**Exercise requirements:**
Line by line, copy the data below exactly.

────────────────

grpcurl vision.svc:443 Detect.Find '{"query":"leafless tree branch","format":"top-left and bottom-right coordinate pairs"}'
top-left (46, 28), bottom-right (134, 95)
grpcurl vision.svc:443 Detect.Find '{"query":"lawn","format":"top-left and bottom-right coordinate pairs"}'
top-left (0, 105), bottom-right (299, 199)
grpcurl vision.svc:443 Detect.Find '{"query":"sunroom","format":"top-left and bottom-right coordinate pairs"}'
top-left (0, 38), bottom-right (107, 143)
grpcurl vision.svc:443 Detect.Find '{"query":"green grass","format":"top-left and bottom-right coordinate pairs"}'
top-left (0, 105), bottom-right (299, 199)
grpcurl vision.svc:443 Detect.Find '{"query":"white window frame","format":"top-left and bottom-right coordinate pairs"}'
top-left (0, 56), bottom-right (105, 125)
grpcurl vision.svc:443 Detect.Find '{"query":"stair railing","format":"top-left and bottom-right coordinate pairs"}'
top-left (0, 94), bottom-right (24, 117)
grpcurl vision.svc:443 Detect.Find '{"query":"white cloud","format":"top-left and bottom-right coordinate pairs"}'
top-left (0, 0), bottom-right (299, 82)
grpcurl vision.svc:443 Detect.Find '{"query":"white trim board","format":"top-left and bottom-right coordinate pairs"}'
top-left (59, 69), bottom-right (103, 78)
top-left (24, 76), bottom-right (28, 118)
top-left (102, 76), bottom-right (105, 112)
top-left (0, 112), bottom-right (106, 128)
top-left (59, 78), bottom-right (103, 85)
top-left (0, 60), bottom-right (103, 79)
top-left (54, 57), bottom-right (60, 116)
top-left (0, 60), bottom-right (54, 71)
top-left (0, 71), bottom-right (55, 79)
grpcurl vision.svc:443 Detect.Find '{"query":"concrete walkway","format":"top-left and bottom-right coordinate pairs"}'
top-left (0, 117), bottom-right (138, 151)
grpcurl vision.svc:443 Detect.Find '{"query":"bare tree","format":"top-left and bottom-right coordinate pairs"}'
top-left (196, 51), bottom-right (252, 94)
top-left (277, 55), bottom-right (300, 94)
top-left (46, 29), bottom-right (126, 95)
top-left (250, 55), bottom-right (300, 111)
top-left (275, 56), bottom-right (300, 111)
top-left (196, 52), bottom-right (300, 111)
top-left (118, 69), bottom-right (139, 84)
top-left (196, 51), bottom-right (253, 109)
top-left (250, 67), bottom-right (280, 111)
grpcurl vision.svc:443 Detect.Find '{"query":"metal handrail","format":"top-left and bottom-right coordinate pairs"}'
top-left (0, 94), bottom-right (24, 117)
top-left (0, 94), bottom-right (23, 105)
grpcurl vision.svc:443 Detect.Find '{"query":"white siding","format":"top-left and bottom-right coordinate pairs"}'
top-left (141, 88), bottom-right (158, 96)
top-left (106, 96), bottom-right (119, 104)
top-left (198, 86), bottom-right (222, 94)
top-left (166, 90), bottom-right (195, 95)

────────────────

**Answer space:**
grpcurl vision.svc:443 Detect.Find '{"query":"leafless tree branch","format":"top-left and bottom-right coordinate pairs"}'
top-left (46, 28), bottom-right (134, 95)
grpcurl vision.svc:443 Detect.Find '{"query":"lawn","format":"top-left and bottom-right coordinate pairs"}'
top-left (0, 105), bottom-right (299, 199)
grpcurl vision.svc:443 Detect.Find '{"query":"sunroom","format":"top-left and bottom-right coordinate pairs"}'
top-left (0, 38), bottom-right (107, 143)
grpcurl vision.svc:443 Detect.Find '{"query":"green grass","format":"top-left and bottom-right coordinate pairs"}'
top-left (0, 105), bottom-right (299, 199)
grpcurl vision.svc:443 Detect.Find '{"query":"white window frame","format":"top-left and bottom-right coordinate pairs"}'
top-left (0, 56), bottom-right (105, 125)
grpcurl vision.svc:443 Detect.Find '{"query":"stair railing","format":"top-left and bottom-right coordinate pairs"}'
top-left (0, 94), bottom-right (24, 117)
grpcurl vision.svc:443 Detect.Find '{"query":"white cloud","format":"top-left and bottom-right coordinate pairs"}'
top-left (0, 0), bottom-right (299, 82)
grpcurl vision.svc:443 Detect.Find '{"query":"white trim board","format":"top-left and bottom-right coordinate pairs"}'
top-left (59, 69), bottom-right (103, 78)
top-left (24, 76), bottom-right (28, 118)
top-left (102, 76), bottom-right (105, 112)
top-left (0, 112), bottom-right (106, 128)
top-left (59, 78), bottom-right (103, 85)
top-left (0, 60), bottom-right (103, 79)
top-left (54, 57), bottom-right (60, 116)
top-left (0, 60), bottom-right (54, 71)
top-left (0, 71), bottom-right (55, 79)
grpcurl vision.svc:443 Detect.Find '{"query":"concrete walkway","format":"top-left and bottom-right coordinate pairs"}'
top-left (0, 117), bottom-right (138, 151)
grpcurl vision.svc:443 Detect.Find '{"query":"bare tree","format":"top-left and bottom-right coordinate pairs"}'
top-left (196, 51), bottom-right (252, 94)
top-left (277, 55), bottom-right (300, 94)
top-left (46, 29), bottom-right (126, 95)
top-left (250, 55), bottom-right (300, 111)
top-left (275, 56), bottom-right (300, 111)
top-left (196, 52), bottom-right (300, 111)
top-left (118, 69), bottom-right (139, 84)
top-left (196, 51), bottom-right (253, 109)
top-left (250, 67), bottom-right (280, 111)
grpcurl vision.svc:443 Detect.Find '{"query":"metal handrail","format":"top-left and bottom-right coordinate pairs"}'
top-left (0, 94), bottom-right (24, 117)
top-left (0, 94), bottom-right (23, 105)
grpcurl vision.svc:443 Detect.Find '{"query":"white siding","format":"top-left and bottom-right coordinate pairs"}'
top-left (141, 88), bottom-right (158, 96)
top-left (106, 96), bottom-right (119, 104)
top-left (198, 86), bottom-right (222, 94)
top-left (166, 90), bottom-right (195, 95)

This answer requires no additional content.